▸ **Problema proposto 1**: Trascrivi senza alcuna modifica il passo del brano sull'uso dei media tra i ragazzi che va da "La prima riguarda" fino a "molte altre situazioni." compreso.

▸ **Brano di lettura**:
Nella fascia 15-18 anni è ancora più accentuata la prevalenza dei nuovi media digitali:
Radio, cinema fumetti, libri: 56
Tv: 99
Podcast, Cellulare, Web, Videogiochi, ecc.: 455
Uno studente del triennio delle superiori guarda la tv per un’ora e mezza al giorno e sta sui media digitali quasi 8 ore. Dato per scontato che alcuni media si sovrappongono, resta il fatto che la punta massima di utilizzo di tutti i vari mezzi la si ritrova nei diciassettenni che passano in questi ambienti quasi 12 ore al giorno, cioè sostanzialmente l’intera giornata da svegli.
Tra le tante possibili considerazioni ne proponiamo tre.
La prima riguarda la pervasività dell’ambiente comunicativo mediato dalla tecnologia, un elemento ormai irrinunciabile dei nostri “paesaggi mentali”. Dovrebbe far riflettere il fatto che la partita decisiva per il controllo del consenso in ambito politico e sociale si manifesta attraverso l’utilizzo dei mezzi di comunicazione (stampa e televisione in particolare). Nel nostro Paese si è imposto un  oligopolio televisivo e poche galassie editoriali, con problematiche che rimandano anche ad aspetti giudiziari. Anche all’estero vediamo quanto sia attuale questa problematica: non solo chiude “News of the World” dopo una carriera plurisecolare, ma gli scandali dell’informazione manipolata trascinano con sé molte altre situazioni.
Al di là degli aspetti giudiziari - e molto prima di essi - si pone una questione culturale e di formazione. È importante stabilire regole di democrazia nell’ambiente fisico (abitazioni, strade, ospedali…), ma non meno importante è prendersi cura della “etica della comunicazione” (editoria, tv, internet, cinema, ecc.).  Dovrebbe essere evidente che non basta possedere un terreno (o i soldi per acquistarlo) per poterci costruire a proprio piacimento o svolgervi attività in contrasto con la legge e il bene comune. Allo stesso modo avere la disponibilità economica o politica non dà il diritto di manipolare i media per costruire e mantenere il consenso, o vendere in modo indiscriminato i propri “prodotti”.
La seconda considerazione riguarda il ruolo della scuola. Se un ragazzo che frequenta la quarta superiore dichiara di usare i media per 11,5 ore al giorno c’è da chiedersi non solo quando studia, ma anche cosa fa quando è “fisicamente” è presente a scuola e, probabilmente, non lo è con la mente. Si ha l’impressione che lo scarto tra l’impostazione delle nostre scuole e il mondo mentale degli studenti sia diventando sempre più grande. In questo mese il governo della Corea del Sud ha deciso la digitalizzazione completa di tutti i libri di testo e altro materiale didattico dal 2015, in tutti gli ordini di scuole. Non sappiamo se sarà una scelta giusta, esistono certamente pro e contro. Tuttavia è il segno che si avverte il problema. Certamente non basta fornire tutti gli studenti di un medium digitale ma neppure basta rifugiarsi nella difesa generica del libro cartaceo, condannandolo alla insignificanza. C’è un grosso lavoro da fare per permettere il passaggio da una civiltà all’altra.

▸ **Dati archiviati**:
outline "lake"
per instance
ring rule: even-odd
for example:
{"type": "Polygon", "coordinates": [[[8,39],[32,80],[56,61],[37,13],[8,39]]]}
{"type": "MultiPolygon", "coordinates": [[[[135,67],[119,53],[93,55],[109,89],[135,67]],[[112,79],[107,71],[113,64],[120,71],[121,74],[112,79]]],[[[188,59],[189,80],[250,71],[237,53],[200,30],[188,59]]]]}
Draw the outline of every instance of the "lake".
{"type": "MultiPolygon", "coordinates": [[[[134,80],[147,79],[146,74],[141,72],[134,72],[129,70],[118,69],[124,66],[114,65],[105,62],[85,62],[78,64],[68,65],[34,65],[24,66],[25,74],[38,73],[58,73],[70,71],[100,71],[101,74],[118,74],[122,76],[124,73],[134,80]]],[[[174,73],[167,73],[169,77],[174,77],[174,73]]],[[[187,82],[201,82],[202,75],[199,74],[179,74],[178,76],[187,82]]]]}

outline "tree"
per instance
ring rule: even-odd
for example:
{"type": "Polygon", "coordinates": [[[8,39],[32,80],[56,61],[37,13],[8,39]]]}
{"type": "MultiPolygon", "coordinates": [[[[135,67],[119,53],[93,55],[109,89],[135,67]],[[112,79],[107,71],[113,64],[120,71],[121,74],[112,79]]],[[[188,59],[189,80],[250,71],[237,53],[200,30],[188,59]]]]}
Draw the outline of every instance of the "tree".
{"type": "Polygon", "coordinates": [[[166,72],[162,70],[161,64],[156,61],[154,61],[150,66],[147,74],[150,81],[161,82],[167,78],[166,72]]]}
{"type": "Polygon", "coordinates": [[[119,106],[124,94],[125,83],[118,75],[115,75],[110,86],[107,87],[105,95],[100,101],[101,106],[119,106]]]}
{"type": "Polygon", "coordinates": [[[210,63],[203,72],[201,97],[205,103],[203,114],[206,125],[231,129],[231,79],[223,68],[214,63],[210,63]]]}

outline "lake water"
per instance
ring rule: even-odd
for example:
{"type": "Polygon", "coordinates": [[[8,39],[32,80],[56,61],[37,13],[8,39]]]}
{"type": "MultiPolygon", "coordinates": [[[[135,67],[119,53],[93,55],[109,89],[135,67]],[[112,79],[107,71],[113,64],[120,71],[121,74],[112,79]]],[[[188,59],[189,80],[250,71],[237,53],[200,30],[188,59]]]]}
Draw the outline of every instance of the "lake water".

▸ **Problema proposto 2**: Quali righe delle voci qui sopra contengono la stringa "lake"? Individuale e riportale tutte per intero.

▸ **Soluzione svolta 1**:
La prima riguarda la pervasività dell’ambiente comunicativo mediato dalla tecnologia, un elemento ormai irrinunciabile dei nostri “paesaggi mentali”. Dovrebbe far riflettere il fatto che la partita decisiva per il controllo del consenso in ambito politico e sociale si manifesta attraverso l’utilizzo dei mezzi di comunicazione (stampa e televisione in particolare). Nel nostro Paese si è imposto un  oligopolio televisivo e poche galassie editoriali, con problematiche che rimandano anche ad aspetti giudiziari. Anche all’estero vediamo quanto sia attuale questa problematica: non solo chiude “News of the World” dopo una carriera plurisecolare, ma gli scandali dell’informazione manipolata trascinano con sé molte altre situazioni.

▸ **Soluzione svolta 2**:
outline "lake"
Draw the outline of every instance of the "lake".
outline "lake water"
Draw the outline of every instance of the "lake water".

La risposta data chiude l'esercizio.